§ Saved items:
>> start

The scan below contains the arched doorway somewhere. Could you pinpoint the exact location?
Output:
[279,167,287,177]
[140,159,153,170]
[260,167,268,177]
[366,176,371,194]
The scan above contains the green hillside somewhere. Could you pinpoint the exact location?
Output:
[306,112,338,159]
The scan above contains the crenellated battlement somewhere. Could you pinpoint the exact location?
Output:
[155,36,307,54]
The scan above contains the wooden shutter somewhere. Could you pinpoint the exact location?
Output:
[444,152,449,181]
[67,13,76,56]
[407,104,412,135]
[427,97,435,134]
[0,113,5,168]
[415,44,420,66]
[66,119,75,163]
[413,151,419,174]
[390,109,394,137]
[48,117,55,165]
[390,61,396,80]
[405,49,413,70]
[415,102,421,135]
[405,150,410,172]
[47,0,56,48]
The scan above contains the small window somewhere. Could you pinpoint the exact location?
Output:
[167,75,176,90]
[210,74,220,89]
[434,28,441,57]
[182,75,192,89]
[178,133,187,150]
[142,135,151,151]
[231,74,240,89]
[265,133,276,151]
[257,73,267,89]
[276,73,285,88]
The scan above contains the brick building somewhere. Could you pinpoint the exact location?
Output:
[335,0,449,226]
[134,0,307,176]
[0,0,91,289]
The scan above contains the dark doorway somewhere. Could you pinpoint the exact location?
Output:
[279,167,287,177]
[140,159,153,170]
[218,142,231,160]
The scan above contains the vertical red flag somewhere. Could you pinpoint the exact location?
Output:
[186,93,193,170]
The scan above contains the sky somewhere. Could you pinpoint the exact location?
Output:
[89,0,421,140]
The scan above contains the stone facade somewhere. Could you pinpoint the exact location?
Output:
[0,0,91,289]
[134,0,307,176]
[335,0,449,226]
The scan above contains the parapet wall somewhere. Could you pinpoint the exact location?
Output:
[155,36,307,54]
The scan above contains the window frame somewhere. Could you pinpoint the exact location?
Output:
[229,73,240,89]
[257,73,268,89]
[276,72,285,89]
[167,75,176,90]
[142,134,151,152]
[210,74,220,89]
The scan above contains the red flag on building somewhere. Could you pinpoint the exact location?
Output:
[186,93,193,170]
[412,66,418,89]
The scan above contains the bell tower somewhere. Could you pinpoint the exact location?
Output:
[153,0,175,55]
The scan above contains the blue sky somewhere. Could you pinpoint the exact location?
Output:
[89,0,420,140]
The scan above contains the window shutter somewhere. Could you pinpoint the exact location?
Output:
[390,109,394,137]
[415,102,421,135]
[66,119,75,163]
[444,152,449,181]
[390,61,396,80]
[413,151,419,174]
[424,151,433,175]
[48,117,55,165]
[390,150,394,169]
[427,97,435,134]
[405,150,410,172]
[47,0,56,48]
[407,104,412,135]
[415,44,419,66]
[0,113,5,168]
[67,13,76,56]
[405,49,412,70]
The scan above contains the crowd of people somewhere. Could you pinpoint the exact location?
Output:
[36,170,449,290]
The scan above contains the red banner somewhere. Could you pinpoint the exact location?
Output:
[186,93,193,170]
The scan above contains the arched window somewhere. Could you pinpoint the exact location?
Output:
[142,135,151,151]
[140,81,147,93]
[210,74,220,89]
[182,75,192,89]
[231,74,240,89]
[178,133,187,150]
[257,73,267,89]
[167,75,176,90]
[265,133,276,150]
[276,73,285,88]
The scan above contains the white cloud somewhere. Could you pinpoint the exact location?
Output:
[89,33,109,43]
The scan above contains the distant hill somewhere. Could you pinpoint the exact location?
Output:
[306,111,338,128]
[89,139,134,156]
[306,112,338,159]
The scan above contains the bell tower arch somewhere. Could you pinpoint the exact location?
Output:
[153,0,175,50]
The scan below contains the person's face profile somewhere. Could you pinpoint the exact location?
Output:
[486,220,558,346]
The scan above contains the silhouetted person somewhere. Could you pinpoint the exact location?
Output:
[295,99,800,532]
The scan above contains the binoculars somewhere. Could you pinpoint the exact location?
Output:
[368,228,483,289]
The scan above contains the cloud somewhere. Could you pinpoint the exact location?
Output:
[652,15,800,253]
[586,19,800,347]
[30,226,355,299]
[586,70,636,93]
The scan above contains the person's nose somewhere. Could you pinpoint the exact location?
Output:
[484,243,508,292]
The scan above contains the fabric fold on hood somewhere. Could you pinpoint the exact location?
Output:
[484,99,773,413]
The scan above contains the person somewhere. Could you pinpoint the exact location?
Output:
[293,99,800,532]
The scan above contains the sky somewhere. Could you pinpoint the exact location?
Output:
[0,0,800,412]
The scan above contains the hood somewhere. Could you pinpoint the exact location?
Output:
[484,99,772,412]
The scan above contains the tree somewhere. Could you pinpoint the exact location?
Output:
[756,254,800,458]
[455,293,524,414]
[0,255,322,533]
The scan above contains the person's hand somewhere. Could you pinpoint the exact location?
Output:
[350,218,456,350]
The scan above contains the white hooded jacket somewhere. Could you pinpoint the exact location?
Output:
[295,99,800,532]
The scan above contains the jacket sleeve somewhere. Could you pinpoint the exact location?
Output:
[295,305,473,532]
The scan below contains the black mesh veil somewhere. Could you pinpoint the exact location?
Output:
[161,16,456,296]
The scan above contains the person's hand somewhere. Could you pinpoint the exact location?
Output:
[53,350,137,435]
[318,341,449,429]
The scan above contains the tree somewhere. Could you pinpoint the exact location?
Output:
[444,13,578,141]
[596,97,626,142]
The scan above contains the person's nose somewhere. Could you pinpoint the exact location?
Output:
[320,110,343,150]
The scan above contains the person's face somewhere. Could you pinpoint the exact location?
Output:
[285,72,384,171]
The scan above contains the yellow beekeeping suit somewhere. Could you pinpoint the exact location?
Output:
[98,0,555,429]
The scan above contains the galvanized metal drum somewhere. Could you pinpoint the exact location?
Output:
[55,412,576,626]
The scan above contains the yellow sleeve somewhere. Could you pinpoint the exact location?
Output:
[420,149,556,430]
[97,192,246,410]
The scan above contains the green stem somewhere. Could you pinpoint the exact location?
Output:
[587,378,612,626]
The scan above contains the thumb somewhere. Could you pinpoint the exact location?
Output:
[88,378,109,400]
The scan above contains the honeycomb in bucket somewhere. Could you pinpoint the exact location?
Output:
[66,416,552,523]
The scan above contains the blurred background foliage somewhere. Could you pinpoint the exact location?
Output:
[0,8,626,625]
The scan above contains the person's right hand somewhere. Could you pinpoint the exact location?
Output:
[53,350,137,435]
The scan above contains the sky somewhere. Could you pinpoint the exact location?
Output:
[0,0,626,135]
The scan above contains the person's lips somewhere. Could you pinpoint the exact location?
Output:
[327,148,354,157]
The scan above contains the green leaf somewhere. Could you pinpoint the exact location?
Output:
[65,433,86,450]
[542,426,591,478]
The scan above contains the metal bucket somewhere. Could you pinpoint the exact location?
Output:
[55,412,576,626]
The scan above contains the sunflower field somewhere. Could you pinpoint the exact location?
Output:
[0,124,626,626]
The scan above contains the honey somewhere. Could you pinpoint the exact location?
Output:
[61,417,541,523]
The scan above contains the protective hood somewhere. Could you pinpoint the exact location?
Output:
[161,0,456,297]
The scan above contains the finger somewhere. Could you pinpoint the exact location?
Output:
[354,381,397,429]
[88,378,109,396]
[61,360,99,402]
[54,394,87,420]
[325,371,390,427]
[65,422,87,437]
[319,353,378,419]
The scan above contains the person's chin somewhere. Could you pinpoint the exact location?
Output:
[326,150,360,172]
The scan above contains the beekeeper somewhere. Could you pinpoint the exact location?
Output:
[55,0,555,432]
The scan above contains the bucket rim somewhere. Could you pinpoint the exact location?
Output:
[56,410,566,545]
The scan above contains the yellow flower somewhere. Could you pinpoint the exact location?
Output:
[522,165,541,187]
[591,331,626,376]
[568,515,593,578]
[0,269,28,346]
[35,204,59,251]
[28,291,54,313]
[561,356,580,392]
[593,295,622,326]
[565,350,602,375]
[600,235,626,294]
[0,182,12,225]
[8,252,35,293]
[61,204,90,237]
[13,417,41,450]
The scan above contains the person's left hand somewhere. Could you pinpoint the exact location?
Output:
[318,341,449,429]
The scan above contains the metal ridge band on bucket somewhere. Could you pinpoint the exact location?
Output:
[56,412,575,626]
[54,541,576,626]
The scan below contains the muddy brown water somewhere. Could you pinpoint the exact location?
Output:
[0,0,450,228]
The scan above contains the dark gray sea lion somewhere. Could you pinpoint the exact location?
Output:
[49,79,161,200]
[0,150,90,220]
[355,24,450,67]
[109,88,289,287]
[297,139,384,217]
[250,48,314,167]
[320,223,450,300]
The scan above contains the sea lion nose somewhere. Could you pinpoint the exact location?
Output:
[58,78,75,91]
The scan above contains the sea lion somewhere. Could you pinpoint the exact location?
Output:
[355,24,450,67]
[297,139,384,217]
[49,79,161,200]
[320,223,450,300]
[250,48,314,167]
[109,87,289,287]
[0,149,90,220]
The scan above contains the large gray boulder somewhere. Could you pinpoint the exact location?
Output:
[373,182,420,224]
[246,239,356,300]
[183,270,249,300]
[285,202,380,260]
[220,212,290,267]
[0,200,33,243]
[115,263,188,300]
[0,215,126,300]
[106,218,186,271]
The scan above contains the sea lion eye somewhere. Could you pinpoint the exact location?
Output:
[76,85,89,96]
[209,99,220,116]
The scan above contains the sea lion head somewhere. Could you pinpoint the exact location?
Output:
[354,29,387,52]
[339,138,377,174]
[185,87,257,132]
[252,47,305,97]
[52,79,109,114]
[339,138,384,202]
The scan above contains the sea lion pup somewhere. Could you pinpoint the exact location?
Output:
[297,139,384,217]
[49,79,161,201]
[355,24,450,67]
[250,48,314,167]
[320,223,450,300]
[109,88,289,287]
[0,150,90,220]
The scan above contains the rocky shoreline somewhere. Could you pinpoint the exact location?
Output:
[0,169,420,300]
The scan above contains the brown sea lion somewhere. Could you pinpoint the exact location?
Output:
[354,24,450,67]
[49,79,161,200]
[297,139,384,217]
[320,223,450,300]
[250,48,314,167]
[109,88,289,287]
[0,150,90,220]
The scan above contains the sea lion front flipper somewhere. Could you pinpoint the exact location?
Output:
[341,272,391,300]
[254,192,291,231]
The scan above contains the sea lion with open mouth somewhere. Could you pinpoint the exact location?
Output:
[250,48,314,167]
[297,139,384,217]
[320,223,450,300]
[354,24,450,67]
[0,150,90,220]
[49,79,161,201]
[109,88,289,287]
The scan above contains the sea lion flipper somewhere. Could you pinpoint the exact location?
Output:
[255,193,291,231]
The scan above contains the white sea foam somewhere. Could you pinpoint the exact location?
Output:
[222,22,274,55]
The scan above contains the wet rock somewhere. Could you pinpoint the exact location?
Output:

>> end

Transcribe, without any changes, every line of the material above, starting at the line that contains "The scan above contains the silhouetted" and continuing down to the line that contains "[293,99,800,532]". Include both of those lines.

§ Response for this exercise:
The scan above contains the silhouetted person somewhere. Could you pinpoint the exact location?
Output:
[295,99,800,532]
The scan above contains the binoculars somewhere. Could you pinpoint the exact location?
Output:
[368,228,483,289]
The scan above contains the cloud somewhere. Could you pinpoint the exact location?
Output:
[652,15,800,253]
[586,19,800,347]
[30,226,355,299]
[586,70,636,93]
The scan above contains the person's nose somewhere. Could you pinpoint the exact location?
Output:
[484,243,508,292]
The scan above contains the fabric fold on hood somewhere. Could you pinpoint the exact location?
Output:
[484,99,773,413]
The scan above contains the person somewhere. Could you pinpoint the exact location?
Output:
[293,99,800,532]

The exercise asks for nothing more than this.